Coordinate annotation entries
- - - - -

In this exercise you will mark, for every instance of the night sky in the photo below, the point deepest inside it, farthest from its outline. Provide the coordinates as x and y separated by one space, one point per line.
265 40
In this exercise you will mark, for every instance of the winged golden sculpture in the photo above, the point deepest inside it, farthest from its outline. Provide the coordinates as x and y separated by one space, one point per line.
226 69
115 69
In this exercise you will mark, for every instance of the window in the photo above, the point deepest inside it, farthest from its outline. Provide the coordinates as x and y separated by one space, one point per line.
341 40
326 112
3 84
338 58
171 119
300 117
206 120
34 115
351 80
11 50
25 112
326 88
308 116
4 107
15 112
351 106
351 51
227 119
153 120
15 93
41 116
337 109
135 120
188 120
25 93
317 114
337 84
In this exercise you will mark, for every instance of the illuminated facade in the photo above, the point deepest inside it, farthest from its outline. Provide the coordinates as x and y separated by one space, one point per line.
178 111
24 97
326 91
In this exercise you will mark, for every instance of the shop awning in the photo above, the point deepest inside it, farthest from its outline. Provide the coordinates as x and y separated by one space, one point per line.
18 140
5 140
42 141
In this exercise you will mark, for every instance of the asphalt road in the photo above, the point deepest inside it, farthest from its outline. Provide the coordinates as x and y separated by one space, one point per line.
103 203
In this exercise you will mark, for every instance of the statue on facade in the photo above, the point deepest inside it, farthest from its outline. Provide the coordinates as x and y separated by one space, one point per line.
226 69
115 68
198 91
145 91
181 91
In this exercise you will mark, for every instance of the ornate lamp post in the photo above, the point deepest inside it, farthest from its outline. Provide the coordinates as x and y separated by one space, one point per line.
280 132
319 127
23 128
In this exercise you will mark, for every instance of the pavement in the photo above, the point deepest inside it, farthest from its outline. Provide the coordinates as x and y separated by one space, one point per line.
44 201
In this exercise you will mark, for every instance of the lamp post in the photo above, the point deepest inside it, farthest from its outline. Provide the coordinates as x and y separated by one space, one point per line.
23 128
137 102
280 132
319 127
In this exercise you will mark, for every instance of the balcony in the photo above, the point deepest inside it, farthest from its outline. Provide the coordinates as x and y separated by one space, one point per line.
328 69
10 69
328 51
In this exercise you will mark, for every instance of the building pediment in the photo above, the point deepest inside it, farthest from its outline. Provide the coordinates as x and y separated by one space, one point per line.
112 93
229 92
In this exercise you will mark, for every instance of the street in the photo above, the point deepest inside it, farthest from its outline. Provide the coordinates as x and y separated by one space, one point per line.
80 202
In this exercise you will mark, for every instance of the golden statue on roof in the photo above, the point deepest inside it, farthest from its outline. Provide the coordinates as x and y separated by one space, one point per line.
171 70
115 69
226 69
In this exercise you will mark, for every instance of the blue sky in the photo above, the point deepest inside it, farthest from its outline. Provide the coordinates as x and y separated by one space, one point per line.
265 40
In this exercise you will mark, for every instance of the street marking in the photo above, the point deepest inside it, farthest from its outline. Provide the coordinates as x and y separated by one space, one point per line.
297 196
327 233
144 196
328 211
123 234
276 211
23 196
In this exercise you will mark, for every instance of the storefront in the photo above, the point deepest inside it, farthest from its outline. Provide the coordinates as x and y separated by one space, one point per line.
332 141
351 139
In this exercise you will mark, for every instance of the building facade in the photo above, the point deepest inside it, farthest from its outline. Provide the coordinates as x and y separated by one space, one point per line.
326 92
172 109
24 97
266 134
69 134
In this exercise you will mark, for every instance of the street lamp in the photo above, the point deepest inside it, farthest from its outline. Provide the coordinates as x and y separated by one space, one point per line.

- - - - -

Work required |
Transcribe every entry exactly.

Output of the exercise |
In this exercise you will mark, for every instance of the night sky in the photo below, the point deepest inside it, farthest from its outline. Provide the coordinates as x and y separated by one space, one point per line.
265 40
In this exercise you will mark, for every instance of the winged golden sculpture in the photo above, the point deepest inside it, farthest from its outline. Provide the coordinates as x and y separated by one space, one point per line.
226 69
115 69
In this exercise you will mark, for every instance of the window in the photo above, the point deepest inside it, farthest from its outline. Provide the coordinates as x and y separated by one space, one point per line.
341 40
326 112
3 84
338 58
171 119
300 117
206 120
34 115
351 80
11 50
25 112
326 88
308 116
4 107
15 112
351 106
351 51
227 119
153 120
15 93
41 116
337 109
135 120
188 120
25 93
317 114
337 84
In this exercise you will mark, for every instance of the illuminated facade in the photo above, the point deepest inside it, farthest from its outline. Provide the coordinates as x and y separated by one space, one point per line.
178 111
24 97
326 91
In this exercise you will mark, for every instance of the shop awning in the photo above, the point deepest inside it, farthest from its outline. Provide the coordinates as x and y separated by one space, one point per line.
18 140
5 140
42 141
In this exercise you will mark, for every instance of the asphalt road in the photo above, the point deepest inside it, farthest from its outline. Provide the coordinates as x and y separated by one space, one point per line.
103 203
In this exercise you will mark, for every instance of the statue on facade in the photo above, the point deepest inside it, farthest from its outline. Provide the coordinates as x and y separated by one space, one point per line.
226 69
115 68
198 91
145 91
181 91
In this exercise you will mark, for every instance of the ornate lamp post in the photo above, the point deepest inside it, farthest from its outline. Provide the coordinates as x and y separated by one space, one point per line.
280 132
319 127
23 128
In this exercise you will mark, for every instance of the pavement in the photo above, the point deepest inside it, farthest from its outline. Provide the coordinates as x and y separated by one space, one point per line.
44 201
In this exercise you will mark, for every instance of the lamp post in the photo above, the point deepest inside it, farthest from its outline. Provide the coordinates as x and y separated by one space, one point per line.
23 128
137 102
280 132
319 127
In this exercise you will mark, for every instance of the balcony in the photo above, the point deepest inside it, farthest from its outline. Provide the coordinates as x and y separated by one space, one point per line.
328 69
10 69
328 51
In this exercise you will mark, for every instance of the building pediment in the photo above, the point deepest inside it, farthest from its outline. Provide the coordinates as x and y separated by one space, one point per line.
112 93
229 92
In this exercise you will mark, for every instance of the street in the photo above, the point deepest inside it, farthest from its outline. Provide the coordinates as x and y separated by one space, one point per line.
80 202
In this exercise you will mark, for every instance of the golden statue on roof in the photo above, the point deepest inside it, farthest from its outline. Provide the coordinates as x and y separated by one space, one point per line.
171 70
115 69
226 69
In this exercise you will mark, for every instance of the blue sky in the photo above, the point deepest inside it, farthest from its outline. Provide the coordinates as x and y separated by one space, one point per line.
265 40
In this exercise you will mark, for every instance of the street marking in the photo above, the point deepest inside it, farthest from its outline. Provide the coordinates as x and y separated by one space, one point per line.
297 196
327 233
144 196
328 211
123 234
276 211
23 196
In this exercise you will mark, for every instance of the storefront in the photo above, the point deepest inside it, farthest from its outline. Provide the coordinates as x and y separated by one space, one point per line.
332 141
351 139
In this exercise you will mark, for every instance of the building facade in the photo above, the point deepest inside it, farthest from its outline. Provide the coordinates as x and y separated by one space, one point per line.
326 92
172 109
24 97
266 134
69 134
In this exercise you will mark, for every instance of the street lamp in the photo above, the point deepest inside it, farthest from its outline. Provide the coordinates as x and y separated by one space, one point per line.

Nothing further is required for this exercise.